Written problem » Render every line of the data below as a Markdown table with the columns No. and Line. Number the rows in order and omit blank lines.

Entries for bounding box labeling
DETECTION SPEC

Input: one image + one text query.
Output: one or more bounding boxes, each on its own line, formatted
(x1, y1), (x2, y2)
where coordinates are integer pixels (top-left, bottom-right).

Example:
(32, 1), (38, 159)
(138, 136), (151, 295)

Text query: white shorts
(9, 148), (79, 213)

Answer for the task »
| No. | Line |
|---|---|
| 1 | DETECTION SPEC |
| 2 | Input: one image + one text query. |
| 3 | Output: one or more bounding boxes, each on its own line, formatted |
| 4 | (x1, y1), (x2, y2) |
| 5 | where coordinates are integer pixels (top-left, bottom-right). |
| 6 | Example: |
| 7 | (32, 1), (38, 159) |
| 8 | (138, 136), (151, 295) |
| 9 | Text query: white shorts |
| 10 | (9, 148), (79, 213) |